Data entries —
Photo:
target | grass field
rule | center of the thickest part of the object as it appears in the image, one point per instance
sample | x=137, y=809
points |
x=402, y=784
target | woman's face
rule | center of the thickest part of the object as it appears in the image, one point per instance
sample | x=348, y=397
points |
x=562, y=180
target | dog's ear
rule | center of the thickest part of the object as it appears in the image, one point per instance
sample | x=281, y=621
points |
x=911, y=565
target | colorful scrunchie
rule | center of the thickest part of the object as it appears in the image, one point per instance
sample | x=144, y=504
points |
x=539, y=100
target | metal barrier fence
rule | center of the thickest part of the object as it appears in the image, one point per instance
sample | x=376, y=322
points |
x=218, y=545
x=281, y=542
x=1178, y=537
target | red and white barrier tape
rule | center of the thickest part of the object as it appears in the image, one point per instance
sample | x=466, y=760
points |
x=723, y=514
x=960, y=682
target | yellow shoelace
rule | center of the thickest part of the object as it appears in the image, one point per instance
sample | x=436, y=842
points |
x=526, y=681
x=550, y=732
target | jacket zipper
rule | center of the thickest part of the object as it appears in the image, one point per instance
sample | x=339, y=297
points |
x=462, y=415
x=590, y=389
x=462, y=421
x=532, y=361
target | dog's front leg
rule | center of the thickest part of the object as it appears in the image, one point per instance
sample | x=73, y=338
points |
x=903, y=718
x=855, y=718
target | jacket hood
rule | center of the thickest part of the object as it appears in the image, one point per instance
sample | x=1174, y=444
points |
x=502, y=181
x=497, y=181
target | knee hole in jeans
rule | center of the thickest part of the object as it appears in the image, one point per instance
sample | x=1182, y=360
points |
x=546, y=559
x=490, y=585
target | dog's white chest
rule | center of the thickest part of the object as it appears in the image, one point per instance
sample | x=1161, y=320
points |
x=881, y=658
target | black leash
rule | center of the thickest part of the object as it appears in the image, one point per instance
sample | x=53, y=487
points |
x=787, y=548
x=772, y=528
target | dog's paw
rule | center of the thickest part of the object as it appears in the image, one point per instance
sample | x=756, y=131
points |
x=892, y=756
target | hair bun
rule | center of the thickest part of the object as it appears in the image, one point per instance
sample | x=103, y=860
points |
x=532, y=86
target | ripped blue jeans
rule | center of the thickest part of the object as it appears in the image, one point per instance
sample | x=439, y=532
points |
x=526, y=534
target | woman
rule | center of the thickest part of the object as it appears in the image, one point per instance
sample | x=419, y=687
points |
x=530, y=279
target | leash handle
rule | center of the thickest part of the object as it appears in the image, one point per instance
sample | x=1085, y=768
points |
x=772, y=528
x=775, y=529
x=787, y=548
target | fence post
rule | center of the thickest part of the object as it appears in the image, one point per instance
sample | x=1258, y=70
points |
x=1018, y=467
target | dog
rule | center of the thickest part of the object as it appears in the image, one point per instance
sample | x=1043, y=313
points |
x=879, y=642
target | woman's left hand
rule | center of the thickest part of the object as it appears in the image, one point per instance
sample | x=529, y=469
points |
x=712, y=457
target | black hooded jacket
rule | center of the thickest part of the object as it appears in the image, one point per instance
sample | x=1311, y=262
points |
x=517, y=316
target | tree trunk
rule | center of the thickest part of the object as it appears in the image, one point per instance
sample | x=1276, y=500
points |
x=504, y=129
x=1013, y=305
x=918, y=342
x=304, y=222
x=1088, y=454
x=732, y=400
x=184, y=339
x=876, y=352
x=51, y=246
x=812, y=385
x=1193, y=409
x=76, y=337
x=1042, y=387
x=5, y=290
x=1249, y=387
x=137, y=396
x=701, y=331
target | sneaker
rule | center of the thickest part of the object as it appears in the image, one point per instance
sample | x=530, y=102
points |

Written instruction — Reproduce the data above, switching every "thickest" to "widest" and leaving everything else unchanged.

Written solution —
Photo:
target | grass field
rule | center of the widest part of the object as it appears in the image, one point per instance
sample | x=137, y=809
points |
x=402, y=784
target | woman's face
rule | center of the widest part of the object as it appears in the image, one point per instance
sample | x=348, y=397
points |
x=562, y=180
target | dog's ear
rule | center of the widest part of the object as it appears in the image, one point per instance
sample | x=281, y=621
points |
x=911, y=565
target | colorful scrunchie
rule | center of the widest part of the object as it appears in the image, one point per instance
sample | x=144, y=504
points |
x=539, y=100
target | metal barrier fence
rule | center of the widest part of the object as it appears in the image, one point per instance
sample | x=376, y=322
points |
x=218, y=545
x=281, y=542
x=1178, y=537
target | red and white barrier tape
rule | center of the widest part of the object as it appears in the image, one point per instance
sample | x=466, y=760
points |
x=723, y=514
x=960, y=682
target | yellow shoelace
rule | center of the widest part of the object as it appears in the image, one point per instance
sample | x=436, y=842
points |
x=526, y=681
x=550, y=732
target | jacket zipper
rule | center of the widest part of the object as it appears in the image, one point per instance
sample | x=339, y=297
points |
x=462, y=415
x=590, y=389
x=462, y=421
x=532, y=361
target | dog's front leg
rule | center of the widest part of the object as it appears in the image, one point per instance
sample | x=73, y=338
points |
x=903, y=718
x=855, y=718
target | jacket hood
rule | center of the widest part of the object as it appears in the image, one point per instance
sample | x=1174, y=444
points |
x=502, y=181
x=497, y=181
target | knee hole in jeans
rule | center of the widest part of the object as it appears in the image, one point per instance
sample | x=1182, y=360
points |
x=546, y=559
x=490, y=585
target | dog's white chest
rule | center of the widest part of the object as it appears in the image, one point per instance
sample | x=1161, y=320
points |
x=881, y=658
target | black leash
rule | center of the widest part of the object as it appears in the image, one point per instance
sample | x=53, y=487
points |
x=787, y=548
x=772, y=528
target | dog's paw
rule | center of the widest part of the object as it appears in the image, one point per instance
sample | x=756, y=131
points |
x=892, y=756
target | hair bun
rule | center of the widest part of the object as it appears in the image, one point per instance
sample | x=103, y=860
points |
x=532, y=86
target | ripped blue jeans
rule | center of the widest part of the object as it appears in the image, one point per instance
sample | x=439, y=532
points |
x=526, y=534
target | woman
rule | center of the widest part of the object as it appears in the image, one point per instance
sample | x=419, y=687
points |
x=530, y=279
target | leash handle
rule | center of the widest part of the object as it appears in the image, one point per instance
sample | x=1085, y=768
points |
x=772, y=528
x=775, y=529
x=787, y=548
target | fence post
rule | center of the widest part of the object as it appears in the image, one point per instance
sample | x=1258, y=70
points |
x=1018, y=467
target | dog
rule | center of the widest part of the object as it appears in the image, one point per instance
sample | x=1043, y=313
points |
x=879, y=642
target | woman's left hand
rule | center of the widest part of the object as it appears in the image, one point per instance
sample | x=529, y=469
points |
x=712, y=457
target | black hooded jacket
rule | center of the widest part of the object as it appears in the image, one point per instance
sample | x=1311, y=262
points |
x=517, y=316
target | tree trunk
rule | center of the widest part of the object as it appears in the image, one point per instance
sample | x=1276, y=500
points |
x=504, y=129
x=1013, y=305
x=918, y=342
x=304, y=222
x=1088, y=454
x=732, y=400
x=184, y=339
x=876, y=352
x=51, y=246
x=812, y=385
x=1193, y=409
x=76, y=337
x=1042, y=387
x=5, y=290
x=1249, y=387
x=137, y=396
x=701, y=331
target | sneaker
rule | center of the widest part of the object as it appears in the image, one point per instance
sample | x=530, y=102
points |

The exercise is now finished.